(Collection entries)
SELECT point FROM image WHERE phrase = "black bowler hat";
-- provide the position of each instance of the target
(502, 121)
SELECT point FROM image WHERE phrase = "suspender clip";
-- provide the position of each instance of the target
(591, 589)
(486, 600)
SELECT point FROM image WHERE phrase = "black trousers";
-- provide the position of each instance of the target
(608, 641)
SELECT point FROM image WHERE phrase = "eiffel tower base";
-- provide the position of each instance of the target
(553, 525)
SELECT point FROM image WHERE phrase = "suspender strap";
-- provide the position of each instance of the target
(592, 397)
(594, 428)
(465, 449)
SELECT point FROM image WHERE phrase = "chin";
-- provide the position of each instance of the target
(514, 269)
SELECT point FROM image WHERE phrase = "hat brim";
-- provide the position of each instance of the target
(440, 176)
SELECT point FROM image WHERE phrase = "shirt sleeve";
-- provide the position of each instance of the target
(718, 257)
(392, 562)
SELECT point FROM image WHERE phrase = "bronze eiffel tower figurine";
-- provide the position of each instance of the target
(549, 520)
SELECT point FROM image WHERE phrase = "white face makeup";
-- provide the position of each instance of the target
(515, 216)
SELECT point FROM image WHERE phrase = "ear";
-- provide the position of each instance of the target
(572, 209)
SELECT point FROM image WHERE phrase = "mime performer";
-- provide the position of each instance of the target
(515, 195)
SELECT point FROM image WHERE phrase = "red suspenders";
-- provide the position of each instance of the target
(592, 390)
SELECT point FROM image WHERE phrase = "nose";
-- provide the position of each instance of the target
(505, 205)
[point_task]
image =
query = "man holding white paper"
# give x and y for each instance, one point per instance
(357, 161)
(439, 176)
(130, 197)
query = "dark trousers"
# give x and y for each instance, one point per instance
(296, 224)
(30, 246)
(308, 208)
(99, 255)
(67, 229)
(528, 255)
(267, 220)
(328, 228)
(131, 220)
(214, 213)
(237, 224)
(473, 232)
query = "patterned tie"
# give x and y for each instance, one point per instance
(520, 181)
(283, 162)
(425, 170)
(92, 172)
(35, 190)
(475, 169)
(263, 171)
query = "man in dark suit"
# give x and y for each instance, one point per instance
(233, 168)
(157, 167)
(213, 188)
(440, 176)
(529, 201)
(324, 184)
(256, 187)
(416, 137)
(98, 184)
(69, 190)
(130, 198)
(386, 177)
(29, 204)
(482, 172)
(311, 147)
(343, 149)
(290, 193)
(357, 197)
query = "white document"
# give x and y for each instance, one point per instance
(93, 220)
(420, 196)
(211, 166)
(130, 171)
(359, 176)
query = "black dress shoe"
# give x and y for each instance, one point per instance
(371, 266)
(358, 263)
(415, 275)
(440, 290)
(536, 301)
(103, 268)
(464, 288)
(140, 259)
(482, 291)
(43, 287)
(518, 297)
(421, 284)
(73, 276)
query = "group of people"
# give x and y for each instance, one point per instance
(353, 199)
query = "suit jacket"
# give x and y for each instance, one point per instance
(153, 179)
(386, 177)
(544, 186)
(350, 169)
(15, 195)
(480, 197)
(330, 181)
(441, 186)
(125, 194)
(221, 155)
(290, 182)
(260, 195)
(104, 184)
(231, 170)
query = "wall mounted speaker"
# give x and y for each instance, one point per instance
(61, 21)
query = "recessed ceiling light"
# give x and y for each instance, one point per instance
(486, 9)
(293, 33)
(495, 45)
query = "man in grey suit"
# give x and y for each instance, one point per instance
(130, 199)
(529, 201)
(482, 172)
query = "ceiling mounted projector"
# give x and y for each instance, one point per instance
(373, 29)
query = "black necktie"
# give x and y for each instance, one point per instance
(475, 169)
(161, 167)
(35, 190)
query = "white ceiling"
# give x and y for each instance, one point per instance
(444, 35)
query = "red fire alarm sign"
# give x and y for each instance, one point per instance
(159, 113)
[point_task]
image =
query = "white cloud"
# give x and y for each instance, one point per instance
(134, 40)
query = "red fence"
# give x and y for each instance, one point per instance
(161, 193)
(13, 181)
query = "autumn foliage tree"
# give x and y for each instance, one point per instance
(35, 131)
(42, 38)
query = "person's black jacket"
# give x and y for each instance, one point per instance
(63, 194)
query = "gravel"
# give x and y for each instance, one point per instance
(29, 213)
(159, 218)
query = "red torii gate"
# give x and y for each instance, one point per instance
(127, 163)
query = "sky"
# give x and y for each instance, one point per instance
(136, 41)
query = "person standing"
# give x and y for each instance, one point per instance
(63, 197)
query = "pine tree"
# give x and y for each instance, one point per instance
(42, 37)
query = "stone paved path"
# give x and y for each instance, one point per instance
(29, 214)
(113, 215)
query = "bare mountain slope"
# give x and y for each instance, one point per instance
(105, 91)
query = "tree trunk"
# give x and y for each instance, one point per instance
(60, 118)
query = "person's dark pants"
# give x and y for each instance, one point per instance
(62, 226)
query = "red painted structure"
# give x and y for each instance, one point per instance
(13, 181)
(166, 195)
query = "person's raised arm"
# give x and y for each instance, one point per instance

**Exercise description**: Wherever the string "tower" occurs in the data, copy the line that holds it.

**Problem solution**:
SELECT point FROM image WHERE phrase = "eiffel tower base";
SELECT point FROM image WHERE phrase = "bronze eiffel tower figurine";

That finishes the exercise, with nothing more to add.